** WHAT YOU WILL DO **
The lines to return are those below that contain the word "lamp".
===============
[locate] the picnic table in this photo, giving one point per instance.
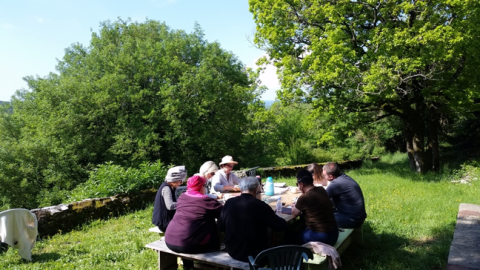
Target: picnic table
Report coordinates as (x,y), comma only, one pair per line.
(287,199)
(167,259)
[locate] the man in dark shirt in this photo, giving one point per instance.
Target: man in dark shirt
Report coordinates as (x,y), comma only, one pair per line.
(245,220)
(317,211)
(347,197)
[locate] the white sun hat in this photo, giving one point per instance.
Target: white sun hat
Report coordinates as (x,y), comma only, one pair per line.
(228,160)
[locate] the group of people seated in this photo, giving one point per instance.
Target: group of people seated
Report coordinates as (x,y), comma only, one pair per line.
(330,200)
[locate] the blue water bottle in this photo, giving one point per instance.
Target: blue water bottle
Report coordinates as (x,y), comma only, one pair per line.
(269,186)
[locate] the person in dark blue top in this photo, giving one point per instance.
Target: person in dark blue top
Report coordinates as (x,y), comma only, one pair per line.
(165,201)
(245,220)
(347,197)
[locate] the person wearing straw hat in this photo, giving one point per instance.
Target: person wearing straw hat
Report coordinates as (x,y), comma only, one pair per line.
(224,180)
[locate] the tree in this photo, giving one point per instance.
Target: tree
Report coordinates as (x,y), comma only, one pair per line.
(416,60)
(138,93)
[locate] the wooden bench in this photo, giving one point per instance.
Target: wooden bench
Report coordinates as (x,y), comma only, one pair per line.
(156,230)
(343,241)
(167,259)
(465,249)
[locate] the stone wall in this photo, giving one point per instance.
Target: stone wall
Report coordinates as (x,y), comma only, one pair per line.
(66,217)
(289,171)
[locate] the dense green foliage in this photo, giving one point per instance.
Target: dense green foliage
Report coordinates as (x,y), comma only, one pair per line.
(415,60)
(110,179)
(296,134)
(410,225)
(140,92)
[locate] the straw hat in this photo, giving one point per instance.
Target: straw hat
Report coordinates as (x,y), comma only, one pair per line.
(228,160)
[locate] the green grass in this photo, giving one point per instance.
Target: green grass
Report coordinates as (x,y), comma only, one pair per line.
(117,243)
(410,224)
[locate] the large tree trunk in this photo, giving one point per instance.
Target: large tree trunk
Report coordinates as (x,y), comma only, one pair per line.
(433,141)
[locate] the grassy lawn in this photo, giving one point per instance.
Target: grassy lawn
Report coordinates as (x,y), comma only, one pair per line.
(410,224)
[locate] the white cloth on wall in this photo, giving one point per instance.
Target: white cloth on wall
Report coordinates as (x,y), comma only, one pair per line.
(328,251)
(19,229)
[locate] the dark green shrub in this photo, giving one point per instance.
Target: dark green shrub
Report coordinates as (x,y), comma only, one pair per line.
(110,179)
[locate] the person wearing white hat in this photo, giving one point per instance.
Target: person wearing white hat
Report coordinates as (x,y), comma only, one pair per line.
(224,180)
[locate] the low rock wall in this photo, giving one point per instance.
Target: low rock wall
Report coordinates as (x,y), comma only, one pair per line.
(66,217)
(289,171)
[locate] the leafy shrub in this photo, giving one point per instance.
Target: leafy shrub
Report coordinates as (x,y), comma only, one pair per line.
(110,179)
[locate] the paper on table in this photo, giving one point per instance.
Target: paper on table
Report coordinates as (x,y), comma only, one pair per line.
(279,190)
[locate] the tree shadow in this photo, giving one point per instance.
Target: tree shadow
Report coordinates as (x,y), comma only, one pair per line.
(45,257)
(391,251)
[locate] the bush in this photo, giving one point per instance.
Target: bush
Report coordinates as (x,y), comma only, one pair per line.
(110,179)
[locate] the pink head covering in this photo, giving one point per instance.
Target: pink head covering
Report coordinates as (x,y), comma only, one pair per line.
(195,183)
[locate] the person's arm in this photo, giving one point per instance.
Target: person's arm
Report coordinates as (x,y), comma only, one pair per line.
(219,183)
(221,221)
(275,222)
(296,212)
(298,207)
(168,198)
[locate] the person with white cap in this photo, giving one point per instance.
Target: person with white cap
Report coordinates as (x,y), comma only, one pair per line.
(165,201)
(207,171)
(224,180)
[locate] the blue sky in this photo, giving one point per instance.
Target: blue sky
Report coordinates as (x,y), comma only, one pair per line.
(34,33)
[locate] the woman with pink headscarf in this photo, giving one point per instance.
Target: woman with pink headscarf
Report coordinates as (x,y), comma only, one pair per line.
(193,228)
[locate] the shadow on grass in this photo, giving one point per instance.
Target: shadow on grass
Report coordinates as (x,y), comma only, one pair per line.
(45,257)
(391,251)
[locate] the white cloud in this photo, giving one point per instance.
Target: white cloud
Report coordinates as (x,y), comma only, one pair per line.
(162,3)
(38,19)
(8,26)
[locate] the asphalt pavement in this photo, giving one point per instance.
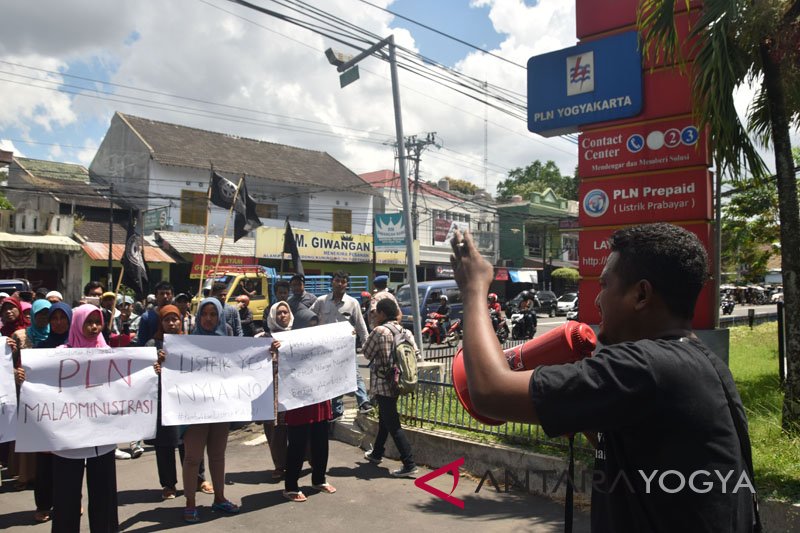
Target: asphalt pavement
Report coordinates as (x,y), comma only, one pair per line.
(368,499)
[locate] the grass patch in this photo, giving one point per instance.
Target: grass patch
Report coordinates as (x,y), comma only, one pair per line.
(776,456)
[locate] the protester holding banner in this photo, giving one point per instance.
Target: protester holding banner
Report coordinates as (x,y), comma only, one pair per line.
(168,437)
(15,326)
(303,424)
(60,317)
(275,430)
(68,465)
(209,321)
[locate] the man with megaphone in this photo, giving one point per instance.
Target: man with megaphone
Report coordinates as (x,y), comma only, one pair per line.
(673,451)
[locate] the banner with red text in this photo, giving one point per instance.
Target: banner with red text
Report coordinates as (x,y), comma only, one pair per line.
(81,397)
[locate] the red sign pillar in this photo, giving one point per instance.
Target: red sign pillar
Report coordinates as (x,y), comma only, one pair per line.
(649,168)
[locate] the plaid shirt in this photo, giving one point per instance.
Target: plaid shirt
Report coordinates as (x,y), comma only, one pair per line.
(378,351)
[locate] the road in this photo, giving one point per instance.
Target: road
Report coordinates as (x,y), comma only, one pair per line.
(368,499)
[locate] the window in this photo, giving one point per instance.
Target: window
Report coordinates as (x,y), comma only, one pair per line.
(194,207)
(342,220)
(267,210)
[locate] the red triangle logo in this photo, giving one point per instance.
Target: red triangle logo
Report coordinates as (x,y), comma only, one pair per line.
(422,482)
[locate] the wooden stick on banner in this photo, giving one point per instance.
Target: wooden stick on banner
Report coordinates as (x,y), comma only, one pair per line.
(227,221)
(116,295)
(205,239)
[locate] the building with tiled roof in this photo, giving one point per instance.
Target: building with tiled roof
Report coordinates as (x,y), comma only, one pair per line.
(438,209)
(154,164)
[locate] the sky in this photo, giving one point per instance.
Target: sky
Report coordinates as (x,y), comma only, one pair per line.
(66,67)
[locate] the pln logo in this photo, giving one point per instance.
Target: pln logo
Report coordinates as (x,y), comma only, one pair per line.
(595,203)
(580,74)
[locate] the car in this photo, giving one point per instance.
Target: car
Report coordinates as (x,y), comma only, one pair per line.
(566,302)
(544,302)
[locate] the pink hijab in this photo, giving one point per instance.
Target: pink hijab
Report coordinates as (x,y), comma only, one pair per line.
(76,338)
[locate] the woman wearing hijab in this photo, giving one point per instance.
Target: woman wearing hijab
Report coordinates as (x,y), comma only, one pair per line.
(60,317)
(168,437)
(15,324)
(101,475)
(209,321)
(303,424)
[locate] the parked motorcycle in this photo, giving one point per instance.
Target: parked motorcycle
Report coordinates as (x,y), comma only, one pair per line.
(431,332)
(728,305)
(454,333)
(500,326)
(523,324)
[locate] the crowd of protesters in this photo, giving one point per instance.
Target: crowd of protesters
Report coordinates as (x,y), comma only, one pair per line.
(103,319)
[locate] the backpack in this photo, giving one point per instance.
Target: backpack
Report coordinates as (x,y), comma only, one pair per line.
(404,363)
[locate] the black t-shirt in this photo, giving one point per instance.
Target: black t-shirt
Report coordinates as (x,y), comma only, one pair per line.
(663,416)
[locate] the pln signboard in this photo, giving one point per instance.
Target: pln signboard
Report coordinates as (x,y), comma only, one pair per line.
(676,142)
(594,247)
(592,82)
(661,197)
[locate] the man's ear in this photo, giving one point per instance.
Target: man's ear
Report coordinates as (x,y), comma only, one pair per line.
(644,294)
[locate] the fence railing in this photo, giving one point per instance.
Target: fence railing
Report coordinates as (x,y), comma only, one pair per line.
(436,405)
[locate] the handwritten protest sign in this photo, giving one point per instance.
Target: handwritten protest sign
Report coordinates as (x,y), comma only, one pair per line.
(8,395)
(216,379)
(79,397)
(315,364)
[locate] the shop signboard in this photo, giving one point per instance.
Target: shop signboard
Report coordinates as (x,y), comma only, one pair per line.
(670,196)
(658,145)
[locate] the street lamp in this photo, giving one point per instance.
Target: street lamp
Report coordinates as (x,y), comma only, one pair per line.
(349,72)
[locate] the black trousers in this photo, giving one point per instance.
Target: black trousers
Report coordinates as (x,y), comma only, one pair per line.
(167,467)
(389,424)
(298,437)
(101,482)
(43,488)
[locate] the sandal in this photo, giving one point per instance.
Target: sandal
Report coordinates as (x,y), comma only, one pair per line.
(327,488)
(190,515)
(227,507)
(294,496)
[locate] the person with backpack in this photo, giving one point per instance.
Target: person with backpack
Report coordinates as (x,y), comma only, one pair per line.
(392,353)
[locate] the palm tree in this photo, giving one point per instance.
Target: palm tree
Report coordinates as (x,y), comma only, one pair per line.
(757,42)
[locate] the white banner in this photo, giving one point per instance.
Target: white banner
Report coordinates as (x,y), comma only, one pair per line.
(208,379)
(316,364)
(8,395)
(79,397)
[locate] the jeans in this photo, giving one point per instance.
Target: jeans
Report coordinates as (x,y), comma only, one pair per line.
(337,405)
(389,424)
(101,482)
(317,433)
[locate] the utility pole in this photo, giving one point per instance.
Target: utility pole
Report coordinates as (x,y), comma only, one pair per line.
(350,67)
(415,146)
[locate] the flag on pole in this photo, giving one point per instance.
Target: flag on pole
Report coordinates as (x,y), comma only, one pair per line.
===============
** YOUR SOLUTION **
[locate] the street lamp in this photo, giving one point per instance.
Target: street lamp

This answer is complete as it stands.